[Exercise] Each record below should be repeated precisely as written.

[Data records]
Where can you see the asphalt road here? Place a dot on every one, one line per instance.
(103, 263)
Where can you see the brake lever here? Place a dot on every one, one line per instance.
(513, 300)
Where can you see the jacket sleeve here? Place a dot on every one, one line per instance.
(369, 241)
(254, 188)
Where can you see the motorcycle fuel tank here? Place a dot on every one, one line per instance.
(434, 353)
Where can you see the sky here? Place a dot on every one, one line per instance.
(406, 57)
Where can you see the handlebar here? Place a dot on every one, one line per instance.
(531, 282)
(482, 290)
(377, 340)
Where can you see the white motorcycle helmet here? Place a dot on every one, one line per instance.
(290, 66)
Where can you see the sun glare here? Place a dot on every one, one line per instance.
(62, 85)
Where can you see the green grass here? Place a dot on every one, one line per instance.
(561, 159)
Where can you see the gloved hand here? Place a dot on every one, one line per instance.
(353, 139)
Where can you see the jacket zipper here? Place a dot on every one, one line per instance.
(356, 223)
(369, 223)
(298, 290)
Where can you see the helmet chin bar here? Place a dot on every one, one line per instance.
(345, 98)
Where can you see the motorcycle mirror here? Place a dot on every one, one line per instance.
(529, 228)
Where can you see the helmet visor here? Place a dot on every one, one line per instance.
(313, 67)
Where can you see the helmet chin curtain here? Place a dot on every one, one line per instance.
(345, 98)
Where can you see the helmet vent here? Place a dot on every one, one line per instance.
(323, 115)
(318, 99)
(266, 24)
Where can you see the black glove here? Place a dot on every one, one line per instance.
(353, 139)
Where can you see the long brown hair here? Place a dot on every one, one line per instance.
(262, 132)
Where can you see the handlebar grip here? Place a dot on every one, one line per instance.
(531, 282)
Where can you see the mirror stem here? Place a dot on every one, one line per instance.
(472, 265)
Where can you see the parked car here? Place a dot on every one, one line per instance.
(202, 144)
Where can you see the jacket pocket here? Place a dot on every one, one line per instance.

[Solution to this problem]
Where can you see the asphalt road here? Place a dot on every one, one line per instance.
(103, 263)
Where can you see the brake lever here? Place a dot on every one, one line per instance.
(513, 300)
Where can you see the jacket sleeve here? Place a dot on every one, one line per instance.
(369, 241)
(254, 188)
Where can you see the motorcycle fuel tank here? Place a dot on every one, one line per instance.
(434, 353)
Where can you see the sky here? Place a dot on every one, one line per instance.
(406, 57)
Where can you see the handlebar here? Place a dot on every one, one line per instance.
(531, 282)
(482, 290)
(377, 340)
Where can you see the white motorcycle helmet here? Place a dot on every one, one line per instance.
(290, 66)
Where can you see the sun glare here? Place a dot on every one, one line per instance.
(62, 85)
Where can you see the green grass here? Place a dot on every one, one line per instance.
(561, 159)
Where can you see the gloved hand here? Place a dot on every one, one line per instance.
(353, 139)
Where can you see the jacket zipper here? Place a dot on every one, one line per instance.
(356, 223)
(369, 223)
(298, 290)
Where can you see the helmet chin bar here? Place a dot on every one, one line per instance.
(345, 98)
Where can you see the motorcycle mirror here? Place a dot on every one, one line per instance.
(529, 228)
Where can you see the helmet visor here? Place a dot on every one, one line per instance.
(313, 67)
Where can you see the helmet chin curtain here? Place a dot on every one, one line per instance.
(345, 98)
Where can you see the helmet vent here? Place a dot on every one, one line per instance.
(323, 115)
(318, 99)
(266, 24)
Where can you see the black glove here? Place a dot on every one, one line per instance.
(353, 139)
Where can you see the long brown hair here? Place a dot on every one, one line per instance.
(262, 132)
Where can you see the handlebar grip here? Place a dot on every one, one line per instance.
(531, 282)
Where can you see the mirror stem here? Place a dot on every one, one line per instance.
(472, 265)
Where can you see the parked car here? Place a dot on every one, one line per instance.
(202, 144)
Where can you see the jacket pocket here? Place a dot on every one, one line per instance.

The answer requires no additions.